-- Given entries follows --

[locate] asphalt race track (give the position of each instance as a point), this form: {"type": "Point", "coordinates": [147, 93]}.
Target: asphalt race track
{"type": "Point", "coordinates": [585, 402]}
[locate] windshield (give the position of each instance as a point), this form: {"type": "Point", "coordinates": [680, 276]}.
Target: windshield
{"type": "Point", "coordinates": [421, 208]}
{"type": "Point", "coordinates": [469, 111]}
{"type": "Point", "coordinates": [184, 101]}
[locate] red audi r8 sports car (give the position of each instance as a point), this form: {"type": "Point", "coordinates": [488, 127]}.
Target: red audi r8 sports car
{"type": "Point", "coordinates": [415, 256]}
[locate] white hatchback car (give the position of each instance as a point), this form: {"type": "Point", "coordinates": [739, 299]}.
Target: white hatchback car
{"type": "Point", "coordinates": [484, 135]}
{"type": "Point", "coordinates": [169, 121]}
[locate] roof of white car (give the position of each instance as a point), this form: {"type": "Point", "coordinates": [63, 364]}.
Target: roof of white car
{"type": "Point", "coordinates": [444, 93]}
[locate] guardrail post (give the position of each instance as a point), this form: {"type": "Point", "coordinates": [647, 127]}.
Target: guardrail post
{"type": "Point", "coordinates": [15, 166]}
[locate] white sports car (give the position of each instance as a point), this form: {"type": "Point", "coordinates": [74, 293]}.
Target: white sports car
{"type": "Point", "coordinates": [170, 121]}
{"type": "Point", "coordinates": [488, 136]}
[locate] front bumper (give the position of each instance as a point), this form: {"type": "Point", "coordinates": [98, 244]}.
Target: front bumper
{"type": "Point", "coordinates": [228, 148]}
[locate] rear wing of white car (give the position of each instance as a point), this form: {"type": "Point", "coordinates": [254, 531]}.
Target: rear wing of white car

-- Given entries concluded --

* [Task details] Among the entries above, how many lines include the word "position"? Give the number with no comment.

* [Answer for the task] 9